Gösterilen Metin:
Suprunova ve Shmykova (2008), hıyarda in vitro ovül, anter ve mikrospor kültürlerinden elde edilen haploid bitki verimini arttırmak amacıyla, genotip, bitki büyüme düzenleyicilerin konstrasyonu, çiçek tomurcuğu uzunluğu ve mikrosporların gelişim evresinin etkilerini araştırmışlardır. İncelenen büyüme düzenleyiciler arasından, ginogenesis indüksiyonu için en uygun konsantrasyon 0.2 mg/l thidiazuron (TDZ) olarak bulunmuştur. Ovülleri kültüre alınan genotiplerden yalnızca “Gordion” çeşidinde haploid bitki elde edilmiştir. Araştırıcılar yaptıkları sitolojik incelemeler sonucunda, androgenesis aracılığıyla haploid bitki eldesi için geç tek çekirdekli ve erken biselüler evredeki mikrosporları içeren, 6 mm’den daha uzun çiçek tomurcuklarının en uygun aşama olduğu sonucuna varmışlardır. Elde edilen embriyojenik kallusların anter kültüründe somatik hücrelerden, mikrospor kültüründe ise polen tanesinin vejetatif hücrelerinden oluştuklarını belirlemişlerdir.

Bir veri kümesindeki kayıtlar:
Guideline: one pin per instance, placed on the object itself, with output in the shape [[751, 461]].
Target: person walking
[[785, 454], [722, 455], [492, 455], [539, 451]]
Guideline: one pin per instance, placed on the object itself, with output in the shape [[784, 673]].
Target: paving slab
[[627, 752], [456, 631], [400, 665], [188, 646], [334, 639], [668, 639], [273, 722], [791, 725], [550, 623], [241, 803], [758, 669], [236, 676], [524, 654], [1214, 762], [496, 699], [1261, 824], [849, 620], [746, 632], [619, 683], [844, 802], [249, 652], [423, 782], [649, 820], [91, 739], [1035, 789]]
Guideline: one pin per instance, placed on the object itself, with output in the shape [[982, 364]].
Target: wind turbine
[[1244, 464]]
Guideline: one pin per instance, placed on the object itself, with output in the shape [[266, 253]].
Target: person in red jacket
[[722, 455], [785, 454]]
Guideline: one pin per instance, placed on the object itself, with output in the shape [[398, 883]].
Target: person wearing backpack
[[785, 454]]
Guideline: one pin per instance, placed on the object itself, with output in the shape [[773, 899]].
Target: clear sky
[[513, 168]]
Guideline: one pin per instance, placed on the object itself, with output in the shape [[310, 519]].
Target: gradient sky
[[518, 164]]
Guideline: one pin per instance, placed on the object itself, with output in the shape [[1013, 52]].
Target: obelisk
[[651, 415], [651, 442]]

Yapılacak İşler:
[A] Hıyarda haploid bitki eldesini anlatan metinde “Suprunova ve Shmykova (2008)” ile başlayan paragrafı, ana bulgularını koruyarak kısa bir madde listesine dönüştürün.
[B] Hıyarda haploid bitki eldesi metnine göre aşağıdaki soruları yanıtlayın:
(i) Ginogenesis indüksiyonu için en uygun bulunan büyüme düzenleyici ve konsantrasyonu nedir?
(ii) Ovülleri kültüre alınan genotiplerden hangisinde haploid bitki elde edilmiştir?
(iii) Mikrospor kültüründe embriyojenik kalluslar hangi hücrelerden oluşmuştur?

Cevap Bölümü:
[A]
- Suprunova ve Shmykova (2008), hıyarda in vitro ovül, anter ve mikrospor kültürlerinden haploid bitki verimini artırmak için şu etkenleri incelemiştir: genotip, bitki büyüme düzenleyici konsantrasyonu, çiçek tomurcuğu uzunluğu ve mikrosporların gelişim evresi.
- Ginogenesis indüksiyonu için en uygun konsantrasyon 0.2 mg/l thidiazuron (TDZ) bulunmuştur.
- Ovül kültüründe haploid bitki yalnızca “Gordion” çeşidinden elde edilmiştir.
- Androgenesis için en uygun aşama, 6 mm'den uzun çiçek tomurcuklarıdır. Bu tomurcuklar geç tek çekirdekli ve erken biselüler evredeki mikrosporları içerir.
- Embriyojenik kalluslar anter kültüründe somatik hücrelerden, mikrospor kültüründe ise polen tanesinin vejetatif hücrelerinden oluşmuştur.

[B]
(i) 0.2 mg/l thidiazuron (TDZ).
(ii) “Gordion” çeşidinde.
(iii) Polen tanesinin vejetatif hücrelerinden.